# Directions for this task:
Can you reproduce the passage of the market news article on Iran's missile attack, from "Wall Street was" through "U.S. economic growth.", word for word?

# Excerpt to read:
— START —

Stocks Jolted as Iran Hits Israel. ISM Services Data May Be Another Headwind.
By:Ilya Spivak
Financial markets scrambled as Iran fired a barrage of missiles at Israel.
Crude oil spiked and stocks fell as haven flows lifted gold and the U.S. dollar.
Stocks may not like it if ISM services data dilutes the 2025 Fed rate cut outlook.
The markets shuddered as Iran fired hundreds of missiles at Israel. Initial reports point to about 200 ballistic weapons fired toward a broad swathe of Israeli territory, including major population centers. While videos circulating online seemed to show some isolated projectiles making landfall, the Israeli Red Cross reported no casualties after the attack.
The Islamic Republic’s Revolutionary Guard Corps (IRGC) issued a statement threatening to target Israel again if it retaliates. A spokesman for Israel’s military called the attack “serious” and said it will have consequences, adding that the response will come “at the appropriate time and place.”
Crude oil prices raced higher, erasing an intraday loss of nearly 3% to probe within a hair of $72 per barrel (bbl), the highest in a week. That marked a rise of more than 5.2% from the session open before the panic eased. The West Texas Intermediate (WTI) crude oil benchmark is heading into the close with a gain of 2.7%.
Wall Street was far from immune, with the bellwether S&P 500 stock index and its tech-tilted Nasdaq 100 counterpart falling as much as 1.26% and 2.05%, respectively, before trimming losses to 0.6% and 1% as the dust began to settle. Gold prices added 1%, and the U.S. dollar rose 0.26% against an average of major currencies.
Market-watchers could hardly be blamed for overlooking the day’s macroeconomic offerings amid such tumult. Nevertheless, September’s manufacturing survey from the Institute of Supply Management (ISM) offered some curious insight about the trajectory of U.S. economic growth.

— END —

[Records from a point labeling set]
— START —

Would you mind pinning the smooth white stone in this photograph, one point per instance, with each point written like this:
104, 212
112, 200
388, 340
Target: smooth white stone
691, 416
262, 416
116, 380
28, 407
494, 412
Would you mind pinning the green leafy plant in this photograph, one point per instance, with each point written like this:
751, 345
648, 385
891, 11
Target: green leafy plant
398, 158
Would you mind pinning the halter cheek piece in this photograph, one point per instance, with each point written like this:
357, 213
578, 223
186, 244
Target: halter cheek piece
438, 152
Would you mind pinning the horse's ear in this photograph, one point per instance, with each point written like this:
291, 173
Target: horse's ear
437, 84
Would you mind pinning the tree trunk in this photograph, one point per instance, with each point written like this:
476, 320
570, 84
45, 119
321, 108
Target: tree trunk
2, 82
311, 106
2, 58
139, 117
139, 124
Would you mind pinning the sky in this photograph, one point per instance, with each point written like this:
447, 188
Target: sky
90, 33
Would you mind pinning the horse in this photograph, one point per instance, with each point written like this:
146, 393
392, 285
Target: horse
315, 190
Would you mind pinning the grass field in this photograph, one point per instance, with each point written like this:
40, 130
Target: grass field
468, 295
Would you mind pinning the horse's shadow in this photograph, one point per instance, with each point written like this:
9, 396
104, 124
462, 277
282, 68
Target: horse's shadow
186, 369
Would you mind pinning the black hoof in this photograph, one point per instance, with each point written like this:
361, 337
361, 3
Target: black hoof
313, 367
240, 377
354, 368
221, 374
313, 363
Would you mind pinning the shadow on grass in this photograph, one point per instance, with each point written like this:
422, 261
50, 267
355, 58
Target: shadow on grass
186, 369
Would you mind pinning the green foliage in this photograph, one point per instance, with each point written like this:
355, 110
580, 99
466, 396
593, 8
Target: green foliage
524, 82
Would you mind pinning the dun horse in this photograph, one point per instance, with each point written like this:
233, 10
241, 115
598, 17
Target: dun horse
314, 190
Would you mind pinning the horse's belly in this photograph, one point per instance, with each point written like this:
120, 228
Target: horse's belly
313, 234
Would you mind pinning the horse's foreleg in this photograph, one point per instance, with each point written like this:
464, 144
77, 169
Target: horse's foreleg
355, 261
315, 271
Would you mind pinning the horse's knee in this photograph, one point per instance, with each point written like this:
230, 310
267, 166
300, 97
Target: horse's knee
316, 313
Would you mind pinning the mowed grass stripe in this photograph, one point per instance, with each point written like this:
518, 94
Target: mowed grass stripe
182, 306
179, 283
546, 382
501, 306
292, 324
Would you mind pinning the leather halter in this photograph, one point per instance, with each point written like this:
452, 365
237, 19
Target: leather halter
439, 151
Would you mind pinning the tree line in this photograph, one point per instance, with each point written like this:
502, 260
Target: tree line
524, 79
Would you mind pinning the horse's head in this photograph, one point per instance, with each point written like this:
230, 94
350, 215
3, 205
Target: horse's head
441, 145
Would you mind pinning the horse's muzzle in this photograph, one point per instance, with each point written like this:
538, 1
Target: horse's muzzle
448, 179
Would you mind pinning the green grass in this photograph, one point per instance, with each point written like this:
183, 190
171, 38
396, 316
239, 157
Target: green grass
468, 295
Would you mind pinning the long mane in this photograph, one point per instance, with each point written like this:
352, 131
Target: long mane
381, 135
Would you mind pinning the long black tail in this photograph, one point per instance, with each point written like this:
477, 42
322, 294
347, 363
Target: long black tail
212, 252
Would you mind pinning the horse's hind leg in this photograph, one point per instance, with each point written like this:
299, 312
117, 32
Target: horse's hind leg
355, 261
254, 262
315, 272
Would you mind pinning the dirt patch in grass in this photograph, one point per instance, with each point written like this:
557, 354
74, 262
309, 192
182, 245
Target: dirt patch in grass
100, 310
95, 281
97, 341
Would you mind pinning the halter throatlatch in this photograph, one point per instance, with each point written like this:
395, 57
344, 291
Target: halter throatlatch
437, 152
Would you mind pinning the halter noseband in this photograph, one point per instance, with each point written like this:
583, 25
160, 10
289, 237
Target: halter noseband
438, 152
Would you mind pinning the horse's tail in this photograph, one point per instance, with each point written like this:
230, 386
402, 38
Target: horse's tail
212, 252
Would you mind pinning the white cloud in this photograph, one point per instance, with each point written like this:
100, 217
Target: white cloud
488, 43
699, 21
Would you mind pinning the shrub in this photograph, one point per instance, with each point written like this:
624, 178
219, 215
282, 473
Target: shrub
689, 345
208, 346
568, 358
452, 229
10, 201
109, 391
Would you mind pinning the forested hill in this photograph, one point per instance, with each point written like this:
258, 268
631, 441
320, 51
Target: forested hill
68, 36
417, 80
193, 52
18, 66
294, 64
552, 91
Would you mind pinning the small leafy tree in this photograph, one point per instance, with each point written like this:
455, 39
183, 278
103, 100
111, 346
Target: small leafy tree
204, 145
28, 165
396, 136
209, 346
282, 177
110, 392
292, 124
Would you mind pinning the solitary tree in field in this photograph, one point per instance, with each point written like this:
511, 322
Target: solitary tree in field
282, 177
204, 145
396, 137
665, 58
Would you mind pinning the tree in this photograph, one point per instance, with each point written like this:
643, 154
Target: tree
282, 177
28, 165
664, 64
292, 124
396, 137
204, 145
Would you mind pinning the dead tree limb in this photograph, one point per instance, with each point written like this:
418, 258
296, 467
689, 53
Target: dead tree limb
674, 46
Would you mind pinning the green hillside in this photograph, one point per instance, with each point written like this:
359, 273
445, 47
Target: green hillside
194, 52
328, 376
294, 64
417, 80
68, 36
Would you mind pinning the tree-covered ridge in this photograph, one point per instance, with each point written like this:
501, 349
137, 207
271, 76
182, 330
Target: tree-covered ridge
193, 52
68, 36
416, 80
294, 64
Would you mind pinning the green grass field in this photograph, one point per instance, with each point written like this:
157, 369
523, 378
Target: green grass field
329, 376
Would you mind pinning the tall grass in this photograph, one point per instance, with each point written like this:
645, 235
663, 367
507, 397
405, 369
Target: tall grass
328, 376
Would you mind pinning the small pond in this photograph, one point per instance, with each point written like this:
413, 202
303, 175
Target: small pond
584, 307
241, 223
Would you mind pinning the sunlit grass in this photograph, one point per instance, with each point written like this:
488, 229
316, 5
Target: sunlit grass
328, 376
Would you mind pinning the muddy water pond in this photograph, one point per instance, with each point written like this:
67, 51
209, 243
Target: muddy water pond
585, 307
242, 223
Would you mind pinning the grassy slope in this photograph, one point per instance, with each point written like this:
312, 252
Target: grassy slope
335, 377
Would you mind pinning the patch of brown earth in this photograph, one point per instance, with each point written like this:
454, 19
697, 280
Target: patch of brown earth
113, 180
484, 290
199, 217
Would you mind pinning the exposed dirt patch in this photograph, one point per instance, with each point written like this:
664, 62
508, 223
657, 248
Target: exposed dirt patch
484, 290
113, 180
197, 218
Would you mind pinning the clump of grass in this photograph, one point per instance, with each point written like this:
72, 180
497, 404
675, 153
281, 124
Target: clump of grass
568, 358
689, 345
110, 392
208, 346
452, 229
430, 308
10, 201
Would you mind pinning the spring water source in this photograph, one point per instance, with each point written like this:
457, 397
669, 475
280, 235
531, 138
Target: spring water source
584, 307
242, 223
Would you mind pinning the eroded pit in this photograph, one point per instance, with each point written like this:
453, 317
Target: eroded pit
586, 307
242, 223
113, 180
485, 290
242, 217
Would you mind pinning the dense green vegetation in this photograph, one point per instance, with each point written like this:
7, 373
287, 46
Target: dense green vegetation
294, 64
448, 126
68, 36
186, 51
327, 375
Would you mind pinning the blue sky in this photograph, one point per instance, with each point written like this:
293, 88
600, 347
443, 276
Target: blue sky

— END —

# Worked solution:
Wall Street was far from immune, with the bellwether S&P 500 stock index and its tech-tilted Nasdaq 100 counterpart falling as much as 1.26% and 2.05%, respectively, before trimming losses to 0.6% and 1% as the dust began to settle. Gold prices added 1%, and the U.S. dollar rose 0.26% against an average of major currencies.
Market-watchers could hardly be blamed for overlooking the day’s macroeconomic offerings amid such tumult. Nevertheless, September’s manufacturing survey from the Institute of Supply Management (ISM) offered some curious insight about the trajectory of U.S. economic growth.